__What you are asked to do__. Transcribe nothing but the lines from the one with "the bottle shoulder;" to the end of the entries, both included, keeping each exact and leaving every picture out.
★ ★ ★ ★ ★ ★ ★
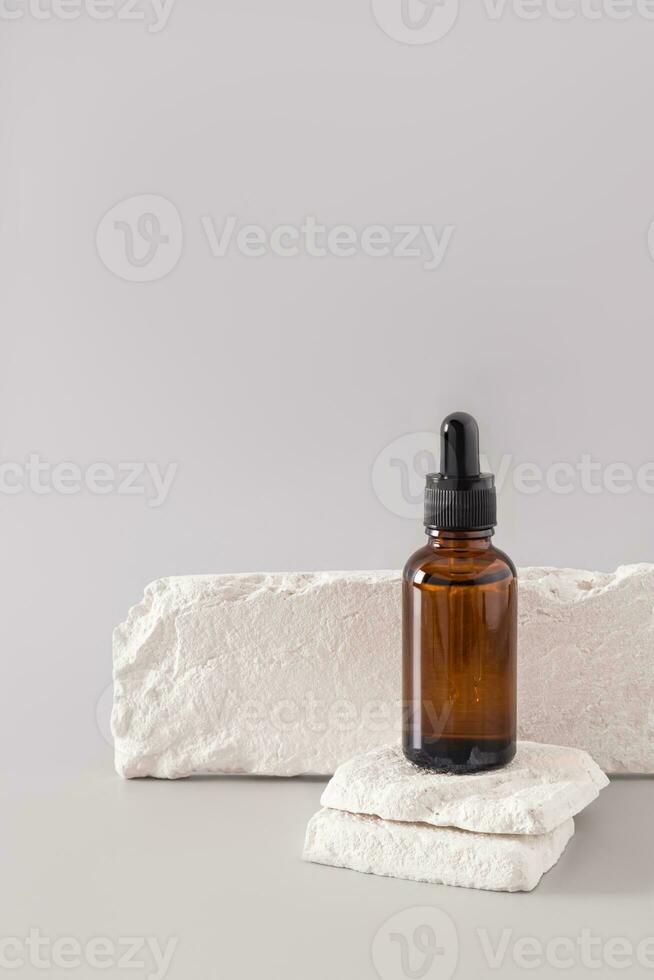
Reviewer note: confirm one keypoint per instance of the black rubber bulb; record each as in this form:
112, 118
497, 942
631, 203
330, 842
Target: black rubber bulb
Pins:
459, 447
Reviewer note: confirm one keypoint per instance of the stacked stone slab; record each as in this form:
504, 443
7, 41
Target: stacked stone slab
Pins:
499, 830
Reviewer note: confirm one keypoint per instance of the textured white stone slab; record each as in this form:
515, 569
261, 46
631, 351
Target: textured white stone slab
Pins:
539, 790
496, 862
268, 674
293, 673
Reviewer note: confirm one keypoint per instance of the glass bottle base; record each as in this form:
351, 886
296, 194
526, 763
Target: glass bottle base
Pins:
459, 755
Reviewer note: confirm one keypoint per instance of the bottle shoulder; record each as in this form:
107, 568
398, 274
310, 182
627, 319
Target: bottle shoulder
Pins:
455, 565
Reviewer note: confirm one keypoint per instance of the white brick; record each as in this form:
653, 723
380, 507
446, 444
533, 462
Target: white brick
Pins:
293, 673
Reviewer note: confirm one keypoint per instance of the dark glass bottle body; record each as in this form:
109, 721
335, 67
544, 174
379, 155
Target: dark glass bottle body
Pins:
459, 653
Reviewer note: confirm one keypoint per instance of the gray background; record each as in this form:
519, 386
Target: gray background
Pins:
275, 384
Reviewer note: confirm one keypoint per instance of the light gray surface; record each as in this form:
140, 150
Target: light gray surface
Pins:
216, 863
276, 383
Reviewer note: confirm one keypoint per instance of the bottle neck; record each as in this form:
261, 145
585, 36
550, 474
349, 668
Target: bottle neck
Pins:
460, 540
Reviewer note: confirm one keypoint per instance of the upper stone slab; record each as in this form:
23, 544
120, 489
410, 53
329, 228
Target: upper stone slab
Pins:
539, 790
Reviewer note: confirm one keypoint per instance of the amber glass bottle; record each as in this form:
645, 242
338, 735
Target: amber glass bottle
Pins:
459, 620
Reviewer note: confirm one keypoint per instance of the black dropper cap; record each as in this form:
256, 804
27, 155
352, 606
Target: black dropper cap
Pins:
460, 498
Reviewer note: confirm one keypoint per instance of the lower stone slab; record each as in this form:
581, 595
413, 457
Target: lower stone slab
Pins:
494, 862
285, 674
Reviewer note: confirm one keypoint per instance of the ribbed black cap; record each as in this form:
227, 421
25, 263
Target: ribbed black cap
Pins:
460, 498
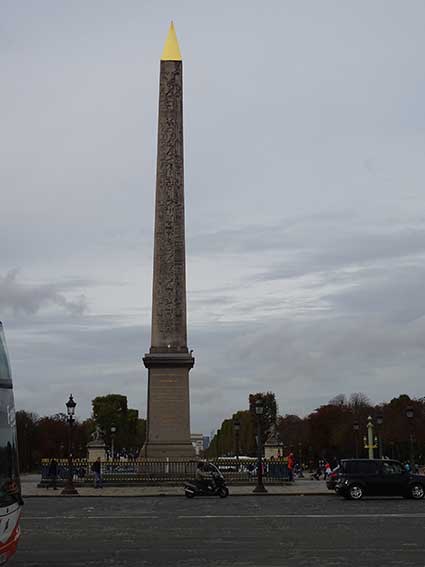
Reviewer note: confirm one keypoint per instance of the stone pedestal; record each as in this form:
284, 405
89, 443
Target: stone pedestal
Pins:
★ ★ ★ ★ ★ ★ ★
__Solution__.
Reviewer note: confirm one keypoint per instance of the bottle shoulder; record each as in this form:
107, 568
398, 274
310, 182
627, 319
Target: bottle shoulder
Pins:
455, 565
Reviewer note: confirm one keypoint per instance of the white brick; record each as in this form:
653, 723
380, 507
446, 444
533, 462
Target: white brick
Pins:
293, 673
Reviewer note: confirm one keypoint per instance of the dark glass bottle body; record each as in this form:
109, 721
335, 67
544, 174
379, 155
Target: dark glass bottle body
Pins:
459, 653
Reviewer note: confirm one keypoint per instance of the gray background; record each as in this form:
519, 386
Target: gray background
Pins:
275, 384
Reviewer note: confirm one keypoint per instance of the light gray surface; record each as in this form:
140, 150
Target: light gray surface
Pins:
216, 863
276, 383
Reviewer note: confirm one keypoint per instance of the bottle neck; record each as in this form:
261, 145
585, 36
550, 474
349, 668
Target: bottle neck
Pins:
460, 540
Reviewer note: confirm one keypoint per instance of the upper stone slab; record each as in this form:
23, 544
120, 489
410, 53
329, 228
Target: upper stone slab
Pins:
539, 790
Reviewer note: confirm one keypoint per instance of the amber glass bottle; record each as in this form:
645, 242
338, 735
Target: amber glass bottle
Pins:
459, 620
Reviewer note: confirm one keypoint per instance of the black dropper cap; record each as in this form:
256, 804
27, 155
352, 606
Target: black dropper cap
Pins:
460, 498
Reviewer note: confirm one keypoint per instance of the lower stone slab; record each as in this form:
581, 595
413, 457
Target: lower stone slab
Pins:
494, 862
285, 674
Reviewer note: confirm one keypoint per instance of the ribbed black cap; record each as in this form:
227, 421
25, 263
Target: ribbed black cap
Pins:
460, 498
Reviewer note: confirm one keypoint per instance of the stone pedestal; record each as in this form:
284, 405
89, 443
Target: stone pedestal
Pins:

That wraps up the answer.